WHAT TO PRODUCE:
Give back the full material exactly. Omit no line.

RECORDS FOR THIS TASK:
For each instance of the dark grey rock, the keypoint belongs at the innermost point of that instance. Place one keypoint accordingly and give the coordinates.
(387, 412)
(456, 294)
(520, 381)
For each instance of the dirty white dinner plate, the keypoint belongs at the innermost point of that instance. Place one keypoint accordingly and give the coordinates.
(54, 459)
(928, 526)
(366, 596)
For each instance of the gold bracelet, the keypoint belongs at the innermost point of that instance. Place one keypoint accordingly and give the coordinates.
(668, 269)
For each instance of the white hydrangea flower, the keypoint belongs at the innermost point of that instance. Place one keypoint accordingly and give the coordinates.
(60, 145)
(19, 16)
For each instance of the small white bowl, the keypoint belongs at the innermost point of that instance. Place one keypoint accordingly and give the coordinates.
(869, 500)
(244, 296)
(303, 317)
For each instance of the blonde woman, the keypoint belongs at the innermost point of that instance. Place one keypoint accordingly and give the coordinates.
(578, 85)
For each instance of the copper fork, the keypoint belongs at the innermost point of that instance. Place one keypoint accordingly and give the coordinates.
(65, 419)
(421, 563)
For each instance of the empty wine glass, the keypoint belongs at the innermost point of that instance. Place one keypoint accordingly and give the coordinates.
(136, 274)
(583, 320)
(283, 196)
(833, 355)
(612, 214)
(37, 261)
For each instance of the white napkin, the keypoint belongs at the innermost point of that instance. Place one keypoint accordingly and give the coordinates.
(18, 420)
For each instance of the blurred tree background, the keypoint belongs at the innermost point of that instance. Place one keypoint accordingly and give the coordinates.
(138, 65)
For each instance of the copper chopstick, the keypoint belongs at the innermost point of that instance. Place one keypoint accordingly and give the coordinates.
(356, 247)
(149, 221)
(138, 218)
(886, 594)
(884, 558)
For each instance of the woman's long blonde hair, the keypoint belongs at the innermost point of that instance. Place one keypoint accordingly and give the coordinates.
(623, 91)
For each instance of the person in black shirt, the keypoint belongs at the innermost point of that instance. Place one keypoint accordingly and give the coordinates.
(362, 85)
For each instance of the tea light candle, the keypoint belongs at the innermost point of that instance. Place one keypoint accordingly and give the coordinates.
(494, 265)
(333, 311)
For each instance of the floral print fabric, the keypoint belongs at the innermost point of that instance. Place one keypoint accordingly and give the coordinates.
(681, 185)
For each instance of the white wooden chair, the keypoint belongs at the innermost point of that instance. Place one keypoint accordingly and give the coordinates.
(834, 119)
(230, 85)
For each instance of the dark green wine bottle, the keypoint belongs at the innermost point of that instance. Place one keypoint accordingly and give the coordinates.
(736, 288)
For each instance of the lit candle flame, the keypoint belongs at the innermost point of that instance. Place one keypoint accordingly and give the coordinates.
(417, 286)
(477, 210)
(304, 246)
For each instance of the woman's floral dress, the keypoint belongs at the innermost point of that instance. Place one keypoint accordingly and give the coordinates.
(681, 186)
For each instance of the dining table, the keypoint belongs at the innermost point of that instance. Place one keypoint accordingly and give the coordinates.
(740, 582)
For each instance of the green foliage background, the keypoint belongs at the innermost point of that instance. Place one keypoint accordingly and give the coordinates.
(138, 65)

SOLUTION:
For each instance of the dark grey rock, the keypoint belongs at the innermost point of that instance. Place one keypoint accordingly and give the coordinates.
(387, 412)
(456, 294)
(520, 381)
For each instance of the dirty white dinner plate, the keypoint belongs at the innermost point of that instance. Place one keypoint accordingly and give the coordinates.
(54, 459)
(928, 526)
(366, 596)
For each instance of the gold bracelet, the keypoint belongs at the innermost point of that instance. Place one keypoint accordingly and give the coordinates.
(668, 269)
For each instance of the white hydrangea flower, the keypoint belongs at the innermost point of that instance. Place one keypoint accordingly and give the coordinates.
(60, 145)
(19, 16)
For each instance of the small white bowl, the keypoint belongs at the innermost point of that instance. Place one keypoint accordingly and give the coordinates.
(869, 500)
(244, 296)
(303, 317)
For each instance of the blonde woman, the keypoint belongs at the innermost point of that instance. Place one keypoint accordingly and give the coordinates.
(578, 85)
For each instance of the copper fork, the keypoint belongs at the innermost point of that instance. Place one keypoint accordingly and give the coordinates.
(65, 419)
(421, 563)
For each instance of the empty wine glass, the keypoint belongs at the innermost point of that instance. Place one keypoint accordingly and give the coordinates.
(136, 274)
(583, 320)
(283, 196)
(833, 355)
(612, 214)
(37, 261)
For each instance of the white napkin, the keypoint belongs at the innermost point of that instance. Place one keypoint accordingly and give the coordinates.
(18, 420)
For each instance of the blurred tree background, the keypoint belongs at the innermost point of that instance. Place one keypoint accordingly and give the coordinates.
(138, 65)
For each instance of the copper chopstick, the keypoint belongs at the innermost point of that instance. Place one keypoint accordingly and give the coordinates.
(356, 247)
(149, 221)
(138, 218)
(886, 594)
(884, 558)
For each instance of the woman's long blonde hair, the keypoint belongs at the innermost point of that instance. Place one keypoint accordingly and give the coordinates.
(623, 91)
For each instance of the person in black shirt, the keypoint belongs at the innermost point of that instance. Place one keypoint accordingly and give the coordinates.
(362, 85)
For each instance of the tea light candle, the keypoint belongs at the innermost point of that instance. Place one keypoint accordingly and give the coordinates.
(494, 265)
(333, 311)
For each instance of the floral print fabric, the keypoint belongs at the innermost point of that instance. Place one keypoint accordingly and give the coordinates.
(681, 185)
For each instance of the white wooden chair, the keypoint belongs at the innermost point of that instance. Place one keypoint accordingly and give the coordinates.
(834, 119)
(230, 85)
For each instance of the dark green wine bottle, the keypoint belongs at the innermost point of that instance. Place one keypoint accordingly and give the coordinates.
(736, 288)
For each instance of the lit candle flame, the keypoint belongs at the innermost point of that instance. Place one keypoint accordingly and give the coordinates.
(417, 286)
(477, 210)
(304, 246)
For each instance of the woman's floral dress, the keypoint belongs at the innermost point of that instance. Place one keypoint accordingly and give the coordinates.
(681, 186)
For each instance of the dining table, the keypoint belongs at the innermost point of that instance. Place one keypoint accordingly and give the coordinates.
(740, 582)
For each instance of the green foliage background, the keypoint belongs at the innermost point of that instance. Place one keypoint accordingly and give the coordinates.
(138, 65)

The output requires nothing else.